**Problem**
Convert the records, starting with the first line and going on through the line with "Mark the region", into a JSON list of strings with one string per line, leaving out any blank lines.

# Given information start

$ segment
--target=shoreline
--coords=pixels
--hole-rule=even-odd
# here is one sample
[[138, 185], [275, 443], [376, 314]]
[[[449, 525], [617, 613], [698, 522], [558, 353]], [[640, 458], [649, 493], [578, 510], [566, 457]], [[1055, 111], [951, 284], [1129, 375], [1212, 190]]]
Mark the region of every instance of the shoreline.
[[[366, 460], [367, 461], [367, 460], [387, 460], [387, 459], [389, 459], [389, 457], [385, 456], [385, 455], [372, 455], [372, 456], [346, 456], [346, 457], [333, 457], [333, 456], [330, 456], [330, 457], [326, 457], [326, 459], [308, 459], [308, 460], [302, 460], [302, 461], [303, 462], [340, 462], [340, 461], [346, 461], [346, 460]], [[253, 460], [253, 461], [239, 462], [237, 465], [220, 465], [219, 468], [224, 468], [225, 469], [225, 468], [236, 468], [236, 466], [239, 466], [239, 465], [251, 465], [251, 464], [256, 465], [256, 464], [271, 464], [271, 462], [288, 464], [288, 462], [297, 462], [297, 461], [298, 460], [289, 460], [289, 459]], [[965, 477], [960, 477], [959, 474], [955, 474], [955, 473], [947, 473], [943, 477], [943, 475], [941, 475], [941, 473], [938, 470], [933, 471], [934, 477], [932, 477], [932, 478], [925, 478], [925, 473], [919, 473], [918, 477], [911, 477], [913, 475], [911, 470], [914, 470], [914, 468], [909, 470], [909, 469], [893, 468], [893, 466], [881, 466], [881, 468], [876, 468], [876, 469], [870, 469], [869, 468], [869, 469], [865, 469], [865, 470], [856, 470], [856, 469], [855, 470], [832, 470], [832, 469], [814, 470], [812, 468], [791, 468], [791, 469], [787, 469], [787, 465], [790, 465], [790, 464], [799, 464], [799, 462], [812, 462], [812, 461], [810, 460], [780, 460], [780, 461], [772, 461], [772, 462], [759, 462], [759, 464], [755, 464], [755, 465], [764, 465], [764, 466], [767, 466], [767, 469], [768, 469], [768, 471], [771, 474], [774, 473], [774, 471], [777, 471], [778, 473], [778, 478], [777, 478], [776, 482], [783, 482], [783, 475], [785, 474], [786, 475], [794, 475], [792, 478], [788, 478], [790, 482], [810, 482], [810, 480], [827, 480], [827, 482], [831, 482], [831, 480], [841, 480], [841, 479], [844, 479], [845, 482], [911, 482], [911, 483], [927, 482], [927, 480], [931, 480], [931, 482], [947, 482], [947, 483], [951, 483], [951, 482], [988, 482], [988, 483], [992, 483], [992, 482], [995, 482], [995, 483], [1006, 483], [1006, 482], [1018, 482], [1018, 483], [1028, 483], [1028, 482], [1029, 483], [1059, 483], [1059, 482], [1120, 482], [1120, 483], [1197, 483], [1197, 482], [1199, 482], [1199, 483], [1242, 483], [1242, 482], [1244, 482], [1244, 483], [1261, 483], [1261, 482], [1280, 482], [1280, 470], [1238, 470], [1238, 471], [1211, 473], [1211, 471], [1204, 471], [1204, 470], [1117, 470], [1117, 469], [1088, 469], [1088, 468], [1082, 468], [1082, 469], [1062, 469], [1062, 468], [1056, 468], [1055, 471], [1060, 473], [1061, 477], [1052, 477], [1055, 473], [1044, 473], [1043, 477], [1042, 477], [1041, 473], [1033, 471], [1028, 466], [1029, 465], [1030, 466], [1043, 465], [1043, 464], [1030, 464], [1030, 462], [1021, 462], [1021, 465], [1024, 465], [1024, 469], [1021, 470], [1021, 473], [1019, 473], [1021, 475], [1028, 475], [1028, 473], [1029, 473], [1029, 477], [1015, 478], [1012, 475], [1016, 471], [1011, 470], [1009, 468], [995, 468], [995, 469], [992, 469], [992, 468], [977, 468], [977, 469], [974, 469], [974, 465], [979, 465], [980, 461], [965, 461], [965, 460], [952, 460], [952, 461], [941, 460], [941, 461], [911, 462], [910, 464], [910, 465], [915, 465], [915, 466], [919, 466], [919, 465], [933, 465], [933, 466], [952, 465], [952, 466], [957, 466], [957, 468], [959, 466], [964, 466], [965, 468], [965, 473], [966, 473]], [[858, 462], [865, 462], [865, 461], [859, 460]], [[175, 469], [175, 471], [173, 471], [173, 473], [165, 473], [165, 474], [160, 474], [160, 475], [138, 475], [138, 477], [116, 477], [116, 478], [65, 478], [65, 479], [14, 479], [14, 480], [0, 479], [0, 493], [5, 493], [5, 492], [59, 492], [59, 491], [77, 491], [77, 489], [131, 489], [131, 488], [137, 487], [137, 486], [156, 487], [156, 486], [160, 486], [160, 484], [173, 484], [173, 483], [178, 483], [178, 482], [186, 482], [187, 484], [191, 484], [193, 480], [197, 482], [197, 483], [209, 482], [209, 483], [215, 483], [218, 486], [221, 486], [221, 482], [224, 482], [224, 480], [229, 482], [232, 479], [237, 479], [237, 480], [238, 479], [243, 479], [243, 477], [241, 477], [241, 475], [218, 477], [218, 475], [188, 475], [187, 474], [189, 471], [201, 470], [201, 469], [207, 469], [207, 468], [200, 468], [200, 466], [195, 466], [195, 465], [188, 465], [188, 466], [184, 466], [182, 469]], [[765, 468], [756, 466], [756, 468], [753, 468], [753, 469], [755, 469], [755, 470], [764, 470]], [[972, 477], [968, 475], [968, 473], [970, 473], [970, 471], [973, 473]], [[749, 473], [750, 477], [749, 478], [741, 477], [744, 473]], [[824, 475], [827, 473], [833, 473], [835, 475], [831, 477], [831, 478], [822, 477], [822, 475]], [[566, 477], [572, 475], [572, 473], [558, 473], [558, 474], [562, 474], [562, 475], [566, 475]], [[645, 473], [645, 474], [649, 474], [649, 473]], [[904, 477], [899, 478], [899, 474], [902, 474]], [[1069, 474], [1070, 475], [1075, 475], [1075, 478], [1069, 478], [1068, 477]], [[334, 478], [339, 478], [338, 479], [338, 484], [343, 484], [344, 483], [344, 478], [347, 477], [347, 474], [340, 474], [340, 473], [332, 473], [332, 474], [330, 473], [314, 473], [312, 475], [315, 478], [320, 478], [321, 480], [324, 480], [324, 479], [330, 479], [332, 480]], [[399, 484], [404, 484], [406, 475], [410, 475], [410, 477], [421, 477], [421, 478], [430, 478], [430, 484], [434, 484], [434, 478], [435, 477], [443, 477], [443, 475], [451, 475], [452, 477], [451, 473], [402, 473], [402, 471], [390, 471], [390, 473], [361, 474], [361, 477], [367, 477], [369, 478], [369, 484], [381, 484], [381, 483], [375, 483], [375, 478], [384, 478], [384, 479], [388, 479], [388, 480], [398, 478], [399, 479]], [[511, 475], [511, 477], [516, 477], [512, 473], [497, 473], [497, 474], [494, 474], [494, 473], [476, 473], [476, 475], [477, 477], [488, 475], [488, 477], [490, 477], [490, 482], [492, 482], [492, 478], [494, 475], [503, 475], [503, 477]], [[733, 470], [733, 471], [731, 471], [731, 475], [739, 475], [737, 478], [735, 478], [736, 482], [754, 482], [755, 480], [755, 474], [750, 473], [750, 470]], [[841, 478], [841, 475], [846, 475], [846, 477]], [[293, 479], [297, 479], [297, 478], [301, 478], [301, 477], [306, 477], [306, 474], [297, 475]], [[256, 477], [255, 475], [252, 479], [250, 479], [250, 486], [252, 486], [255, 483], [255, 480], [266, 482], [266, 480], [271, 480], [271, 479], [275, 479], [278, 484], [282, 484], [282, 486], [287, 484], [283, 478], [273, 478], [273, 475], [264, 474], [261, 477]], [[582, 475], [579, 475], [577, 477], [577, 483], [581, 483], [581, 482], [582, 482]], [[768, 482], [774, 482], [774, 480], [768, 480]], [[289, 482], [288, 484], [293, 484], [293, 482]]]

# Given information end

**Expected output**
[
  "$ segment",
  "--target=shoreline",
  "--coords=pixels",
  "--hole-rule=even-odd",
  "# here is one sample",
  "[[138, 185], [275, 443], [376, 314]]",
  "[[[449, 525], [617, 613], [698, 522], [558, 353]], [[640, 458], [649, 493], [578, 510], [566, 457]], [[1055, 111], [951, 284], [1129, 375], [1212, 190]]]",
  "Mark the region of every instance of the shoreline."
]